◆ GIVEN INSTRUCTION 1: Write out the passage of the page on subtracting multi-digit numbers that begins at the words "Understanding Subtraction of" and stops after "solving everyday problems.".

◆ DOCUMENT SECTION:
┌──

How to subtract multi digit numbers with borrowing and regrouping
The concept of Subtraction of Multi Digit Numbers is a key arithmetic skill in primary maths, helping students solve advanced calculations both at school and in daily life. Mastering this topic builds a strong foundation for higher maths, competitive exams, and logical thinking tasks encountered in real-world situations.
Understanding Subtraction of Multi Digit Numbers
Subtraction of multi digit numbers means finding the difference between two large numbers, often containing two, three, or more digits. This process involves aligning the numbers by their place values (ones, tens, hundreds, thousands, etc.) and subtracting each digit column by column, starting from the rightmost column (ones). Sometimes, you must use borrowing (regrouping) when the top digit is smaller than the bottom digit in a particular place value.
For example, if you need to subtract 5742 from 8294, you line up the numbers by place value and subtract each digit, borrowing as necessary. This technique is vital in banking, shopping, budgeting, and solving everyday problems.

└──

◆ STORED RECORDS:
┌──

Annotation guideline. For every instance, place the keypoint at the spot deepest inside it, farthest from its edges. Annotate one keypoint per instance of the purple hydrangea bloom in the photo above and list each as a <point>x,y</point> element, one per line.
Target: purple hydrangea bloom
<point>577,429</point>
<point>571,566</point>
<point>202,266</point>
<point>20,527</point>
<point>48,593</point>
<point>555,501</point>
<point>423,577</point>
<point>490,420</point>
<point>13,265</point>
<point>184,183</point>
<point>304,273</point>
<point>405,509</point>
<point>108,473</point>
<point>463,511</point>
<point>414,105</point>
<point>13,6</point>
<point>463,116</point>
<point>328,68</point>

└──

◆ GIVEN INSTRUCTION 2: Lay out every line of all the records above as a numbered list, omitting blank lines.

◆ OUTPUT 1:
Understanding Subtraction of Multi Digit Numbers
Subtraction of multi digit numbers means finding the difference between two large numbers, often containing two, three, or more digits. This process involves aligning the numbers by their place values (ones, tens, hundreds, thousands, etc.) and subtracting each digit column by column, starting from the rightmost column (ones). Sometimes, you must use borrowing (regrouping) when the top digit is smaller than the bottom digit in a particular place value.
For example, if you need to subtract 5742 from 8294, you line up the numbers by place value and subtract each digit, borrowing as necessary. This technique is vital in banking, shopping, budgeting, and solving everyday problems.

◆ OUTPUT 2:
1. Annotation guideline. For every instance, place the keypoint at the spot deepest inside it, farthest from its edges. Annotate one keypoint per instance of the purple hydrangea bloom in the photo above and list each as a <point>x,y</point> element, one per line.
2. Target: purple hydrangea bloom
3. <point>577,429</point>
4. <point>571,566</point>
5. <point>202,266</point>
6. <point>20,527</point>
7. <point>48,593</point>
8. <point>555,501</point>
9. <point>423,577</point>
10. <point>490,420</point>
11. <point>13,265</point>
12. <point>184,183</point>
13. <point>304,273</point>
14. <point>405,509</point>
15. <point>108,473</point>
16. <point>463,511</point>
17. <point>414,105</point>
18. <point>13,6</point>
19. <point>463,116</point>
20. <point>328,68</point>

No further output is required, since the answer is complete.